» **DIRECTION**
Copy the Kubeflow training notes starting at "# to download" and ending at "manually (using tensorboard-standalone.yaml)", renaming "Downloads" to "Models" throughout.

» **TEXT TO READ**
Run Training on Kubeflow

  • Image Classification re-training k8s Job (Inception)

    kubectl apply -f ./training/training-job-aci.yaml
  • Image Classification re-training TFJob (Inception)

    # TFJob
    helm install --name tfjob-image-training-01 --set container.image=briaracr.azurecr.io/chzbrgr71/image-retrain,container.imageTag=2.0-gpu,container.pvcName=pvc-azure-files-dynamic,container.subPath=tfjob-image-training-01,tfjob.name=tfjob-image-training-01 ./training/chart
    
    helm install --name tfjob-image-training-02 --set container.image=briaracr.azurecr.io/chzbrgr71/image-retrain,container.imageTag=2.1-gpu,container.pvcName=pvc-azure-files-dynamic,container.subPath=tfjob-image-training-02,tfjob.name=tfjob-image-training-02 ./training/chart
    
    helm install --name tfjob-image-training-03 --set container.image=briaracr.azurecr.io/chzbrgr71/image-retrain,container.imageTag=2.1-gpu,container.pvcName=pvc-azure-files-dynamic,container.subPath=tfjob-image-training-03,tfjob.name=tfjob-image-training-03 ./training/chart
    
    # Tensorboard
    helm install --name tb-image-training-01 --set tensorboard.name=tb-image-training-01,container.image=briaracr.azurecr.io/chzbrgr71/tensorboard,container.imageTag=2.0-gpu,container.pvcName=pvc-azure-files-dynamic,container.subPath=tfjob-image-training-01 ./training/tensorboard-chart
    # testing
    export IP=13.68.227.154
    
    curl -F "image.jpg=@/Users/brianredmond/gopath/src/github.com/chzbrgr71/image-classification/label-image/edsheeran.jpg" http://$IP:5000/detect_image
    
    curl -F "image.jpg=@/Users/brianredmond/gopath/src/github.com/chzbrgr71/image-classification/label-image/brianredmond.jpg" http://$IP:5000/detect_image
  • Download model (while TB pod is running)

    # to download model from pod
    PODNAME=
    kubectl cp default/$PODNAME:/tmp/tensorflow/tf-output/retrained_graph.pb ~/Downloads/retrained_graph.pb
    kubectl cp default/$PODNAME:/tmp/tensorflow/tf-output/retrained_labels.txt ~/Downloads/retrained_labels.txt
  • Run Tensorboard manually (using tensorboard-standalone.yaml)

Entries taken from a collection
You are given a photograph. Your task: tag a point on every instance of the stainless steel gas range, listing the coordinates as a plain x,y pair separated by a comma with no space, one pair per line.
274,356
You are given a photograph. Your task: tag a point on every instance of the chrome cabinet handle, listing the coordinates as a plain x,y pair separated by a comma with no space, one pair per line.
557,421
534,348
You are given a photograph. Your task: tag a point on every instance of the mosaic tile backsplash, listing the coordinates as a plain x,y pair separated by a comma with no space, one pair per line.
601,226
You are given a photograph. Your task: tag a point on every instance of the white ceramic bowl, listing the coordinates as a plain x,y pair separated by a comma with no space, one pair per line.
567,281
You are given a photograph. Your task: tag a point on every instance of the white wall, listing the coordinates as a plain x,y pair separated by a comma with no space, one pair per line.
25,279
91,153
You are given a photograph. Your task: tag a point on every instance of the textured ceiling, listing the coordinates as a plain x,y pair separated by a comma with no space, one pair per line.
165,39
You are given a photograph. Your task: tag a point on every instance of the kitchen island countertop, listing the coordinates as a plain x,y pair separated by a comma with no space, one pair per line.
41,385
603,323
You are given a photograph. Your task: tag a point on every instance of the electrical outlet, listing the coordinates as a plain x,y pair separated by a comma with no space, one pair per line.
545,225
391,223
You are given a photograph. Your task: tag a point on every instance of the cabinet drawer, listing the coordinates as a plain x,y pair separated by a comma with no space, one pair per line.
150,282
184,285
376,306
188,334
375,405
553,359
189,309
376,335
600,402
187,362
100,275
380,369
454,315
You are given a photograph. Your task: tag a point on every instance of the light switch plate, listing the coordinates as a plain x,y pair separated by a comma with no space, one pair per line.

» **CORRECT RESPONSE**
# to download model from pod
    PODNAME=
    kubectl cp default/$PODNAME:/tmp/tensorflow/tf-output/retrained_graph.pb ~/Models/retrained_graph.pb
    kubectl cp default/$PODNAME:/tmp/tensorflow/tf-output/retrained_labels.txt ~/Models/retrained_labels.txt
  • Run Tensorboard manually (using tensorboard-standalone.yaml)